#### Selected text:
* * * * *

Peter has been giving me a hard time about getting the WordML transform integrated into WordBlogX for a while now. Well, right now I'm writing this blog entry with Microsoft Office Word 2003 under the debugger with a debug build of the WordBlogX assembly. So far so good.

 

There were two bugs that were driving me crazy.  First, if you were watching Mike Howard's blog closely when he first started blogging you would have noticed some funky looking "A" characters spread about a couple of his entries (to be truthful my blog entries had the same problem sometimes).  Well, I tracked those annoying "A" characters down to Word changing the first character of two spaces after a period into some magical character with a Unicode value of 160 (in CLR: \u0160).  I don't think this would be a problem if http://blogs.gotdotnet.com had the UTF-8 markers at the top of our web pages (we don't control that part of the blog entries, BlogX does).  Unfortunately, they don't.  So I added the following code to WordBlogX to convert all the text here to UTF-7:

 

    // convert the entry into UTF7 (since BlogX seems to prefer that)

    byte [] entryBytes = Encoding.Unicode.GetBytes(entry); // get the entry as a bunch of unicode bytes

    byte [] entryBytesUtf7 = Encoding.Convert(Encoding.Unicode, Encoding.UTF7, entryBytes);

    string entryUtf7 = Encoding.UTF7.GetString(entryBytesUtf7); // get the bytes as a utf7 string

 

Now, if I did my job correctly, that text came out coloured (ahh, the dreaded "u" still exists in WordBlogX v2!) and indented and everything.  Honestly, getting that text indented turned out to be the most painful part of this whole feature.  This is the slightly hacked code that I'm currently using to get white-space preserved:

 

    // convert all double spaces into a space + non-breaking space to preserve "indentedness" (like for code)

   StringBuilder entryWithSpaces = new StringBuilder();

    int iEntryStart = 0;

    int iEntryEnd = 0;

   regex = new Regex(@"<span.*?>(.*)</span>"); // look for those spans with two or more spaces in their body

   mc = regex.Matches(entry);

    if (0 < mc.Count)

   {

        foreach (Match m in mc)

       {

           iEntryEnd = m.Groups[0].Index;

            if (iEntryStart < iEntryEnd)

           {

               entryWithSpaces.Append(entry.Substring(iEntryStart, iEntryEnd - iEntryStart));

           }

 

           entryWithSpaces.Append(m.Groups[0].Value, 0, m.Groups[1].Index - m.Groups[0].Index);

           entryWithSpaces.Append(m.Groups[1].Value.Replace("  ", " &nbsp;"));

 

           iEntryStart = m.Groups[1].Index + m.Groups[1].Length; // move beyond all the matched stuff

       }

 

        // if anything is left over, tack it on to the end

        if (iEntryEnd < iEntryStart)

       {

           entryWithSpaces.Append(entry.Substring(iEntryStart));

       }

 

        // get the entry back as a string

       entry = entryWithSpaces.ToString();

   }

 

I'm not proud of that code but it seems to be getting the job done now.  Assuming everything posts correctly finally getting it working tonight will be totally worth it.

 

I still haven't written the deferred CustomAction to take care of the path manipulations necessary for WordBlogX but that will be cake compared to the hoops I've been trying to jump through getting WordBlogX to look good.

 

Well, that's enough for tonight.  I have a lot I'd like to blog about since I've kinda' been distracted lately.  More later...

* * * * *

#### Recorded information:

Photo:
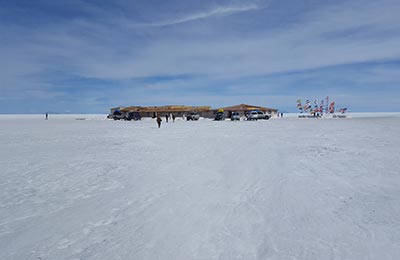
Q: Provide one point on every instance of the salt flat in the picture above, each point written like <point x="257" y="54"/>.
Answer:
<point x="278" y="189"/>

* * * * *

#### Objective 1:
Rewrite the paragraph of the WordBlogX post that begins "There were two bugs that were driving me crazy" as a short bulleted list that keeps its main facts.
#### Objective 2:
According to the WordBlogX post, what turned out to be the most painful part of the whole feature?

#### Expected output 1:
- Stray "A" characters sometimes appeared in Mike Howard's early blog entries and in the writer's own.
- The cause was Word turning the first of two spaces after a period into a character with Unicode value 160.
- This might not be a problem if http://blogs.gotdotnet.com put UTF-8 markers at the top of its pages, but it doesn't, and BlogX controls that part.
- The fix was code added to WordBlogX that converts the text to UTF-7.

#### Expected output 2:
Getting the text indented.